§ **The request**: Please render the records from the line containing "mark the region of the rooftop" through the line containing "67 110 L 66" as a two-column CSV with the header input,output. Give one row per record, putting its text under input and its answer under output, each in a single quoted field with line breaks replaced by spaces.

§ **Dataset records**:

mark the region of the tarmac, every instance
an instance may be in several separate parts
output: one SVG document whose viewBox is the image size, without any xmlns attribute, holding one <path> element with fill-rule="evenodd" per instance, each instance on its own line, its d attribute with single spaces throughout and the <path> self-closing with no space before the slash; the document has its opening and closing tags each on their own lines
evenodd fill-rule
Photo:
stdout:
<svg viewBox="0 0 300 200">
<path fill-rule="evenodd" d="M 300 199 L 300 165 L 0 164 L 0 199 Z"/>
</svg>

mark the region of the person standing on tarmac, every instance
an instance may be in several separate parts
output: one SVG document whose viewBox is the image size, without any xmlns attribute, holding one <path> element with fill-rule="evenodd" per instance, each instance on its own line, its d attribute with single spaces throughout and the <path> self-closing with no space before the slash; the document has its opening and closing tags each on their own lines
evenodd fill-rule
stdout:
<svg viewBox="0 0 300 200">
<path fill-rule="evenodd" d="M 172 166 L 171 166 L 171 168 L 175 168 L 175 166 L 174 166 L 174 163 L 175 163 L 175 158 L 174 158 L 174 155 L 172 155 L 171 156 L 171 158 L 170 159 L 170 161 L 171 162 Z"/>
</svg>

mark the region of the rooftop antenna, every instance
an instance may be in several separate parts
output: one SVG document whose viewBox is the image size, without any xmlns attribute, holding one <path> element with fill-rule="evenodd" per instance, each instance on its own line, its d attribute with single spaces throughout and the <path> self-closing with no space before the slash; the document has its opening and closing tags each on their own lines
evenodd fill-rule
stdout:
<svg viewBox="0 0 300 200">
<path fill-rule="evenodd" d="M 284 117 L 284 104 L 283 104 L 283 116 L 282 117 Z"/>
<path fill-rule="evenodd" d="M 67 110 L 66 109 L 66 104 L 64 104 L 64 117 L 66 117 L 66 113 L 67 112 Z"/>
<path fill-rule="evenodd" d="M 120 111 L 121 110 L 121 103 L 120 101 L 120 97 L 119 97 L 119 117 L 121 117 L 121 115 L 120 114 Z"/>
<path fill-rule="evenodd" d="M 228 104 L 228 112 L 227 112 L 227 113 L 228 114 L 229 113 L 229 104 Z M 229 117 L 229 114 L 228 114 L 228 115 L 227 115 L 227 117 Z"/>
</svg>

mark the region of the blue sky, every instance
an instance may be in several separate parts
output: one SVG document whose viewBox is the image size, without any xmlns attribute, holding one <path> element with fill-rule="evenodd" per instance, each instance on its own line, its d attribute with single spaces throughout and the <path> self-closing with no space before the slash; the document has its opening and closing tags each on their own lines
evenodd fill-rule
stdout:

§ **Worked answer**:
input,output
"mark the region of the rooftop antenna, every instance an instance may be in several separate parts output: one SVG document whose viewBox is the image size, without any xmlns attribute, holding one <path> element with fill-rule=""evenodd"" per instance, each instance on its own line, its d attribute with single spaces throughout and the <path> self-closing with no space before the slash; the document has its opening and closing tags each on their own lines evenodd fill-rule stdout:","<svg viewBox=""0 0 300 200""> <path fill-rule=""evenodd"" d=""M 284 117 L 284 104 L 283 104 L 283 116 L 282 117 Z""/> <path fill-rule=""evenodd"" d=""M 67 110 L 66 109 L 66 104 L 64 104 L 64 117 L 66 117 L 66 113 L 67 112 Z""/>"